| EXERCISE OBJECTIVE |
Can you quote the lines below exactly, starting at the line with "Could you kindly annotate the blurred" and going through the last one?

========================================================================

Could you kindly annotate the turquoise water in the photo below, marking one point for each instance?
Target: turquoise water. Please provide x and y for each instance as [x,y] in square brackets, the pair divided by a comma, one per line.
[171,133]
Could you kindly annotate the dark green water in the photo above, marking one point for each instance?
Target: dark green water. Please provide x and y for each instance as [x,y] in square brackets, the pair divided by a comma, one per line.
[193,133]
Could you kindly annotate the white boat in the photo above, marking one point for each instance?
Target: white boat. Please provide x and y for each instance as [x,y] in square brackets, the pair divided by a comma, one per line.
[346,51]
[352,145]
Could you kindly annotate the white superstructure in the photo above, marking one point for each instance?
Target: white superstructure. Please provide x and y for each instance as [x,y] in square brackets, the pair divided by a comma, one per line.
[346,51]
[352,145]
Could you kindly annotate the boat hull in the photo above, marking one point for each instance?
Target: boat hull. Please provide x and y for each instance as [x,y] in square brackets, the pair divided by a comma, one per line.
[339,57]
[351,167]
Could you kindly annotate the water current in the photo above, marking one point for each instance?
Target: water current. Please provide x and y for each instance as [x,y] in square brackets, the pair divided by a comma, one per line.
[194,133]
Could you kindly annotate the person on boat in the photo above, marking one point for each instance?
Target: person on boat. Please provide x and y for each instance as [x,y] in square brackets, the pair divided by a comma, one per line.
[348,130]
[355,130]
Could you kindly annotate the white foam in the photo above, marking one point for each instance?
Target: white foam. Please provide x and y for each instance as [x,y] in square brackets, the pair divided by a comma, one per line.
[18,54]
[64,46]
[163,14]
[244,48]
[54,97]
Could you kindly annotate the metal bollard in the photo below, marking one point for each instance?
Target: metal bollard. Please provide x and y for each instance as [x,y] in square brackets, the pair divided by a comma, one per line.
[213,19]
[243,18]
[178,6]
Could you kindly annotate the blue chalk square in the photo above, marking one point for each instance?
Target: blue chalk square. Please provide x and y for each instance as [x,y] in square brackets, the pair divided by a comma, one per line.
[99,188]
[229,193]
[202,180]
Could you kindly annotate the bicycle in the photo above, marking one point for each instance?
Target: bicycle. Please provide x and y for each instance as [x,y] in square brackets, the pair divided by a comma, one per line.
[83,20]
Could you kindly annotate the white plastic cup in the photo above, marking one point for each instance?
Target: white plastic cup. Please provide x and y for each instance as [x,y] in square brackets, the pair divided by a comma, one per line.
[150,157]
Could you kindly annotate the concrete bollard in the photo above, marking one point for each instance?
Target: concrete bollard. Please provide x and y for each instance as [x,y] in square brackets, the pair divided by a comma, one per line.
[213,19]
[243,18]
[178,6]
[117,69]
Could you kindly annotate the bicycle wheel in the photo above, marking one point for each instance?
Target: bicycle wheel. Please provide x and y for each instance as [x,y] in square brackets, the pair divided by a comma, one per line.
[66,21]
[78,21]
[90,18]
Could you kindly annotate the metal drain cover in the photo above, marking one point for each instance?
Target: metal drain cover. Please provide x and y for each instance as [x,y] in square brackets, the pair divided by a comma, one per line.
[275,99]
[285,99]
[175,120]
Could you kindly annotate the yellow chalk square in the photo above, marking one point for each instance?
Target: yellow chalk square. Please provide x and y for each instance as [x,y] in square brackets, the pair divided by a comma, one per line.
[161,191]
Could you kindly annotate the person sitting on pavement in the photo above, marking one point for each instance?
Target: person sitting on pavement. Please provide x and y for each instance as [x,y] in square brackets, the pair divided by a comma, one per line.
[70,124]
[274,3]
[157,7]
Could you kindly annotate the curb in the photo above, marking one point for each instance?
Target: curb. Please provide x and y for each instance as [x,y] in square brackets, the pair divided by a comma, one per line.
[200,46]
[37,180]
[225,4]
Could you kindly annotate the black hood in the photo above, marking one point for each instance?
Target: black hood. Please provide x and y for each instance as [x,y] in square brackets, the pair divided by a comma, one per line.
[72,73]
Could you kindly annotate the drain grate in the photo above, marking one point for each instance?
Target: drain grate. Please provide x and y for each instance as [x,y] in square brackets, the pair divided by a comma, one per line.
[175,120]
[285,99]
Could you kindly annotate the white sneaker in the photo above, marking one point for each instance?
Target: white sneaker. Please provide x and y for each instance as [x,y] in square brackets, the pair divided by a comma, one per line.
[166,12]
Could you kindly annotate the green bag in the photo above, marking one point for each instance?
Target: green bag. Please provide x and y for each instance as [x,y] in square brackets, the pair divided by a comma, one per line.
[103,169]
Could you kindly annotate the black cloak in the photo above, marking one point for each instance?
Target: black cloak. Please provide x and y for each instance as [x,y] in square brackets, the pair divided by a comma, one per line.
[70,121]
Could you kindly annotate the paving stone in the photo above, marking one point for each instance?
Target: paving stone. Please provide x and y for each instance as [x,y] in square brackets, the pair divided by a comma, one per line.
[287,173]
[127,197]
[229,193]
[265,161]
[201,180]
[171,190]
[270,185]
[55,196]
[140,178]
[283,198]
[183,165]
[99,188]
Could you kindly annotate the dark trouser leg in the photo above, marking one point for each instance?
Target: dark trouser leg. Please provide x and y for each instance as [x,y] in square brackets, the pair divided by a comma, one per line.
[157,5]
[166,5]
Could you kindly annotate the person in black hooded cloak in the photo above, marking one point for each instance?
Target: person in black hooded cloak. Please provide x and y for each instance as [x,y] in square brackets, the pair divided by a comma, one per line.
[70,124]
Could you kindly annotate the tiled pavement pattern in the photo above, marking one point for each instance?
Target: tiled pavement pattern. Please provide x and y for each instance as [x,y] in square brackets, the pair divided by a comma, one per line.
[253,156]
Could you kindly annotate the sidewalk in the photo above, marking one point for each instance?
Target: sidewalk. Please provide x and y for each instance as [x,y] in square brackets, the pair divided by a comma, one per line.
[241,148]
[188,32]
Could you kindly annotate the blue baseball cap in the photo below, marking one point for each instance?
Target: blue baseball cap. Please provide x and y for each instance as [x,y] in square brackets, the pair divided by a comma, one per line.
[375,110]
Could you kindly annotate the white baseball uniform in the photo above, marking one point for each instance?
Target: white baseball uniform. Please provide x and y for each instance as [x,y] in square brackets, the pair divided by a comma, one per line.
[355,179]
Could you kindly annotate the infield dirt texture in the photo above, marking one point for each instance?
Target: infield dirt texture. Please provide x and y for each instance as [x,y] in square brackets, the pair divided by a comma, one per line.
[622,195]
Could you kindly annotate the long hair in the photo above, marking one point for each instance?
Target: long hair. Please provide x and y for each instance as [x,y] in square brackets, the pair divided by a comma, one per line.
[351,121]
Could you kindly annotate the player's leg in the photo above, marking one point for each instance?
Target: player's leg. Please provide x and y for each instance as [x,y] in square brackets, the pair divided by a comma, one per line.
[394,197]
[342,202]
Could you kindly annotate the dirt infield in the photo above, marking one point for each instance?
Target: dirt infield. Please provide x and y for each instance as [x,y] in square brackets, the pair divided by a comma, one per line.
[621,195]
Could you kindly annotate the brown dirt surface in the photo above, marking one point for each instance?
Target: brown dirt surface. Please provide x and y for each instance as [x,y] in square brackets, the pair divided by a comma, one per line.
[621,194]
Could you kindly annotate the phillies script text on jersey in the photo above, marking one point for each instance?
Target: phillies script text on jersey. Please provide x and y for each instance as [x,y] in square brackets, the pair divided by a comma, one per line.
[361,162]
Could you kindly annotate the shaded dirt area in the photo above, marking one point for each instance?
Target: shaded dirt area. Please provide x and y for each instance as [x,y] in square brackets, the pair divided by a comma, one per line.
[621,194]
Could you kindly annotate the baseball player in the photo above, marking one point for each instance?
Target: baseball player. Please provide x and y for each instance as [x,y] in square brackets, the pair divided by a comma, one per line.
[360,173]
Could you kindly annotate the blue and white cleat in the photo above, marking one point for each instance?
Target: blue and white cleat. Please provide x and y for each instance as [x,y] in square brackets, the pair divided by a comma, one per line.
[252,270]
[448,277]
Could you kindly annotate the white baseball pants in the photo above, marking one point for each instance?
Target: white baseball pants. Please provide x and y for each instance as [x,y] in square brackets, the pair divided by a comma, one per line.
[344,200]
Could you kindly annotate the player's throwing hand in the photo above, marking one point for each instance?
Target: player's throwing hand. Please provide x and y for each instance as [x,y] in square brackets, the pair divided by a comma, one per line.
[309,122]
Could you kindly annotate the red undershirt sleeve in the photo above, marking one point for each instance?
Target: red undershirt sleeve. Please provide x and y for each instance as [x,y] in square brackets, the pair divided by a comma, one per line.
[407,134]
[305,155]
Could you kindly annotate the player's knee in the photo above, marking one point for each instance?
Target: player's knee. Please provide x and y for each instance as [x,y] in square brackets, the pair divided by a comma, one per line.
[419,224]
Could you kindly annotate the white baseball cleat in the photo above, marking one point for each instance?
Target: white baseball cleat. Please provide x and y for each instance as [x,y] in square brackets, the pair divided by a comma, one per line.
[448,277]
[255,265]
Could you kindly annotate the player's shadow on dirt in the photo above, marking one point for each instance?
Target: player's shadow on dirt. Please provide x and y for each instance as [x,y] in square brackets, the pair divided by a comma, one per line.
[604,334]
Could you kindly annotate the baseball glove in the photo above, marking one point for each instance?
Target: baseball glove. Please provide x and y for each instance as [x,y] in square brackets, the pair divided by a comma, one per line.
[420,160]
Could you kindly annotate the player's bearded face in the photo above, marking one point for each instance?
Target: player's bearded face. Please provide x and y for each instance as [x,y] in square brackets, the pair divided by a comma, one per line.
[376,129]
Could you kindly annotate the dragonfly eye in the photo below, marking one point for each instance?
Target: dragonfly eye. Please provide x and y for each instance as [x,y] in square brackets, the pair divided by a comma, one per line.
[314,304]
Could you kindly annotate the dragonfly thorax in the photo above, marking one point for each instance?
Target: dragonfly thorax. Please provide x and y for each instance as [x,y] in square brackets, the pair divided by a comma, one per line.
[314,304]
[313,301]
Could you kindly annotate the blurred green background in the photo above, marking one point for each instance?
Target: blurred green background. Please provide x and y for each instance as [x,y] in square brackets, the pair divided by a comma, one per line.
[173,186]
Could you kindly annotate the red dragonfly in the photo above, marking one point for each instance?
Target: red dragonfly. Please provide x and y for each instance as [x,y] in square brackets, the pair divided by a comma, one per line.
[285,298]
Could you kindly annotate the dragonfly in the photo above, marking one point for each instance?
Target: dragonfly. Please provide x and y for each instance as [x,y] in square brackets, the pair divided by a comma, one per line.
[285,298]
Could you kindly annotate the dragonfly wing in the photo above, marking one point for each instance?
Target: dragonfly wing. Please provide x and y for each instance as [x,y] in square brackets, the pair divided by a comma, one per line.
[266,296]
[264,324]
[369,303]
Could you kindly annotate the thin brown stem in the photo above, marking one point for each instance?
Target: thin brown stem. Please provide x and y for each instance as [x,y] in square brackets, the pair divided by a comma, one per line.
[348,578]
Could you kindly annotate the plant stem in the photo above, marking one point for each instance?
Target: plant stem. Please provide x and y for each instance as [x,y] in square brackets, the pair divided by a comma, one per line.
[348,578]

========================================================================

| THE SOLUTION |
Could you kindly annotate the blurred green background in the photo above, marking one point for each instance?
Target: blurred green background. Please provide x and y for each instance as [x,y] in square brackets, the pair divided by a comma, one per line.
[173,186]
Could you kindly annotate the red dragonfly in the photo above, marking one point for each instance?
Target: red dragonfly. Please provide x and y for each instance as [x,y] in square brackets, the pair divided by a comma, one per line.
[285,298]
Could you kindly annotate the dragonfly in the photo above, marking one point for each instance?
Target: dragonfly. Please provide x and y for each instance as [x,y] in square brackets, the pair divided by a comma, one per line.
[285,298]
Could you kindly annotate the dragonfly wing in the photo above, marking one point for each instance?
Target: dragonfly wing. Please provide x and y for each instance as [x,y] in square brackets, the pair divided by a comma, one per line.
[266,296]
[264,324]
[369,303]
Could you kindly annotate the thin brown stem in the photo above, marking one point for each instance?
Target: thin brown stem. Please provide x and y for each instance as [x,y] in square brackets, the pair divided by a comma, one per line.
[348,578]
Could you kindly annotate the plant stem in the photo above, marking one point for each instance?
Target: plant stem. Please provide x and y for each instance as [x,y] in square brackets, the pair divided by a comma, one per line.
[348,578]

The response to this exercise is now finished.